# THE RECORDS

####################

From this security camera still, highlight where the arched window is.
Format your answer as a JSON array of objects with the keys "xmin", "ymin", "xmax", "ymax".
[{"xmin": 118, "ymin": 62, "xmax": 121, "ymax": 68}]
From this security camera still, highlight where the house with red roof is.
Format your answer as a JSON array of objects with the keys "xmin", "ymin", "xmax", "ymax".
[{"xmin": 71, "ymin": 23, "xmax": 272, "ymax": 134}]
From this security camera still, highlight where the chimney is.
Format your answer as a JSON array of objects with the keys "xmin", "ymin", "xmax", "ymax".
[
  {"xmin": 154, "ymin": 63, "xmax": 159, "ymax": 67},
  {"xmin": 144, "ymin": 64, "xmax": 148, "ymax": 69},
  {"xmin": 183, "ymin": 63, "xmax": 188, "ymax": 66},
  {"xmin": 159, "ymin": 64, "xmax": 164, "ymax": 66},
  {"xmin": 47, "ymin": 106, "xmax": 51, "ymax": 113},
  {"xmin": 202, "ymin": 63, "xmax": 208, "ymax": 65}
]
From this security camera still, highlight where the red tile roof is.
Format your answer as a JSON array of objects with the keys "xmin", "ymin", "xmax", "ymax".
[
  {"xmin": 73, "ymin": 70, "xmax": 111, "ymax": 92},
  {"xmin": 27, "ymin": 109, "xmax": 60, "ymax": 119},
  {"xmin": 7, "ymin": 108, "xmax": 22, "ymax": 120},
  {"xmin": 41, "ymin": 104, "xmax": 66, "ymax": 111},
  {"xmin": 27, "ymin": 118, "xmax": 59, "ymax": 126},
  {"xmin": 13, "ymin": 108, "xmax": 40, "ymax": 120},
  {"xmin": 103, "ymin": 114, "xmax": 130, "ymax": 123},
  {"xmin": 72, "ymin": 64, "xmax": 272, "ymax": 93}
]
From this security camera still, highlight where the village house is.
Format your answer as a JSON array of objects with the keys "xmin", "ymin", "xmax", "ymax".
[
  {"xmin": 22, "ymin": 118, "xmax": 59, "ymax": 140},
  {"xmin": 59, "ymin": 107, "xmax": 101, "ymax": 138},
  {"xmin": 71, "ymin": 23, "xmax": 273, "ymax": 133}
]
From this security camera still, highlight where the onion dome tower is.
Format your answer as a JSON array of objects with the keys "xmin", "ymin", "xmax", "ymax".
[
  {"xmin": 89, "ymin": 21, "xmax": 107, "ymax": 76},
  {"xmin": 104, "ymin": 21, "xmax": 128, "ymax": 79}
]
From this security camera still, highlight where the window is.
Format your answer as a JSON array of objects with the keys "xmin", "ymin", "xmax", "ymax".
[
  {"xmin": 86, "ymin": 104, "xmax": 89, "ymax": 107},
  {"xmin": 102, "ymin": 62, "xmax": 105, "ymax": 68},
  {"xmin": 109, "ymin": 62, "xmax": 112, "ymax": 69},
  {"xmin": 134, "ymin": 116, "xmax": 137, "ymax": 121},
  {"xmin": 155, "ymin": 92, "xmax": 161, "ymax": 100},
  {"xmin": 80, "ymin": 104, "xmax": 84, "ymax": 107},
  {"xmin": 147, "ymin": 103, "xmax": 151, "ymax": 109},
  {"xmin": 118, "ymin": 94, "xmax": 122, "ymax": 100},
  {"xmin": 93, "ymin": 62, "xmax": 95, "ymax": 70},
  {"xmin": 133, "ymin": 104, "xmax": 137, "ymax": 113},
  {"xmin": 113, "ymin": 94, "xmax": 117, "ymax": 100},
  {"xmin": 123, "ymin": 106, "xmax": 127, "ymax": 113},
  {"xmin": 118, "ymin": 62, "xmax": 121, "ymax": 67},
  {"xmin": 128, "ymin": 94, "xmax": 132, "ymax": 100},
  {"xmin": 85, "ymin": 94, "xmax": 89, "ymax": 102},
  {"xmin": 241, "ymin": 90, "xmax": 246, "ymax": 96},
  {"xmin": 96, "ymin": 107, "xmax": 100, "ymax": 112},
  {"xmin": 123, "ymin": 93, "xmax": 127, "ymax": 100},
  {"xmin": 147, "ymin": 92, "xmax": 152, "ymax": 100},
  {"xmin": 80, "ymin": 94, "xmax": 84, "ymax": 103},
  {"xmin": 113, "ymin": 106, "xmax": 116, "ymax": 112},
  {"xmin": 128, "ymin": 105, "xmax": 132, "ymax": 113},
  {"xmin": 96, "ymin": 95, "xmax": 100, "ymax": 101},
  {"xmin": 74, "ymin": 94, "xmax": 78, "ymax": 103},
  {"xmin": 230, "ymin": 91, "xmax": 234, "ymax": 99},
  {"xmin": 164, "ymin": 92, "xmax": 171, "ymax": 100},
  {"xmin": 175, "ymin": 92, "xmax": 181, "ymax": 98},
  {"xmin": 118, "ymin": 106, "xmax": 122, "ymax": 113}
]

####################

# ASSIGNMENT
The job here is to find each line above with the word "roof" and copy it.

# TASK SOLUTION
From this security camera still, highlight where the house with red roof is.
From this security camera still, highlight where the red tile roof is.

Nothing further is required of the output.